== TASK ==
Nothing should be left out. Give all the data again exactly as written.
=== STUDY MATERIAL ===
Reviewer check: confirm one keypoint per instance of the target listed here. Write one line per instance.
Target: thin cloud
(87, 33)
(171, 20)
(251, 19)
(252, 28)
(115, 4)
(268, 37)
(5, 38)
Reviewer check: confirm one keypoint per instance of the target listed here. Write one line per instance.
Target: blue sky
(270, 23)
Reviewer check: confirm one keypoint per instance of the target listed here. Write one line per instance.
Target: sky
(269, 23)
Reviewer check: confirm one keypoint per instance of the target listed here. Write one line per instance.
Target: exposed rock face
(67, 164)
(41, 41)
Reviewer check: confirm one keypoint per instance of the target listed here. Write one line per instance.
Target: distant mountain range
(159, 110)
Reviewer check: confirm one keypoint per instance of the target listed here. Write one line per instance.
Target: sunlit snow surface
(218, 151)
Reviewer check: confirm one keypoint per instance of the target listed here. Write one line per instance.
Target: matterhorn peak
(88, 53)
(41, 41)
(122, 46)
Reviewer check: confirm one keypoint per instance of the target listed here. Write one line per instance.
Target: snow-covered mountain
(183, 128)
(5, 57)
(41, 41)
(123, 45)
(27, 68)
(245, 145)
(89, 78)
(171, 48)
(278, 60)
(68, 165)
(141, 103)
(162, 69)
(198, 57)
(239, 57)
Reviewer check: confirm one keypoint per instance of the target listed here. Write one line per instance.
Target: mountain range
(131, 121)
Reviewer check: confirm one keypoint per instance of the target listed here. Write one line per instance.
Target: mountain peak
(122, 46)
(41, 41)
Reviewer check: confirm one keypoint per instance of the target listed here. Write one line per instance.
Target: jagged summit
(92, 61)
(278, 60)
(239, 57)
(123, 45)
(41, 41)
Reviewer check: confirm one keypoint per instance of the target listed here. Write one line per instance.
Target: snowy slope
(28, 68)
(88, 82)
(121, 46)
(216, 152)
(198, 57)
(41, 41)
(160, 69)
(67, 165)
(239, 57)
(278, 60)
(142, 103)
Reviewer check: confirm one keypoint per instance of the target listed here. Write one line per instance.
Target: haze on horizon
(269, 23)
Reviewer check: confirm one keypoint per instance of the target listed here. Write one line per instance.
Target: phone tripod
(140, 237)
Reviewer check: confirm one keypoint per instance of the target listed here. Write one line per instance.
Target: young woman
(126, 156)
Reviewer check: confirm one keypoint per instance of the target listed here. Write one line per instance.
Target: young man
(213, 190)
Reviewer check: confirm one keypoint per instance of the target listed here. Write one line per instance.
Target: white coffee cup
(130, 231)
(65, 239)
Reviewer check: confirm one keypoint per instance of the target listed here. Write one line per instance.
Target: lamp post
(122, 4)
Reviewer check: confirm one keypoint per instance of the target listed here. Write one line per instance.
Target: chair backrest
===
== REPLY TO THE TASK ==
Reviewer check: confirm one keypoint per instance of the target listed here. Write one line per instance.
Target: thin cloud
(87, 33)
(171, 20)
(251, 19)
(252, 28)
(115, 4)
(268, 37)
(5, 38)
Reviewer check: confirm one keypoint per instance of the target listed here. Write one line per instance.
Target: blue sky
(270, 23)
Reviewer check: confirm one keypoint per instance of the target listed here. Write one line per instance.
Target: sky
(269, 23)
Reviewer check: confirm one keypoint per instance of the target listed here. Write one line per instance.
Target: exposed rock face
(67, 164)
(41, 41)
Reviewer check: confirm one keypoint per instance of the target listed here. Write one line per instance.
Target: distant mountain range
(159, 110)
Reviewer check: confirm one keypoint per instance of the target listed here. Write one line per instance.
Target: sunlit snow surface
(218, 151)
Reviewer check: confirm one keypoint per instance of the target listed here. Write one line per instance.
Target: matterhorn peak
(88, 53)
(41, 41)
(122, 46)
Reviewer check: confirm one keypoint per instance of the target listed here. Write one line per instance.
Target: snow-covered mountain
(183, 128)
(5, 57)
(41, 41)
(123, 45)
(27, 68)
(245, 145)
(89, 78)
(171, 48)
(278, 60)
(68, 165)
(141, 103)
(162, 69)
(198, 57)
(239, 57)
Reviewer check: confirm one keypoint per instance of the target listed here. Write one line per instance.
Target: mountain range
(131, 121)
Reviewer check: confirm one keypoint per instance of the target listed here. Write one line per instance.
Target: mountain peak
(122, 46)
(41, 41)
Reviewer check: confirm one keypoint per instance of the target listed here. Write one line per instance.
Target: jagged summit
(92, 61)
(278, 60)
(239, 57)
(123, 45)
(41, 41)
Reviewer check: confirm one keypoint per instance of the target listed here. Write one line per instance.
Target: snowy slope
(28, 68)
(88, 82)
(121, 46)
(216, 152)
(198, 57)
(41, 41)
(160, 69)
(67, 165)
(239, 57)
(278, 60)
(142, 103)
Reviewer check: confirm one keypoint per instance of the target listed here. Write one line per instance.
Target: haze on horizon
(269, 23)
Reviewer check: confirm one keypoint per instance of the target listed here. Write one line per instance.
Target: phone tripod
(140, 237)
Reviewer check: confirm one keypoint per instance of the target listed here. Write one line per instance.
Target: young woman
(126, 156)
Reviewer check: confirm one keypoint per instance of the target listed here. Write one line per instance.
Target: young man
(213, 190)
Reviewer check: confirm one keypoint per instance of the target listed here. Write one line per instance.
Target: white coffee cup
(130, 231)
(65, 239)
Reviewer check: confirm one keypoint per instance of the target listed here. Write one line per instance.
Target: lamp post
(122, 4)
Reviewer check: confirm one keypoint per instance of the target listed here. Write one line per instance.
Target: chair backrest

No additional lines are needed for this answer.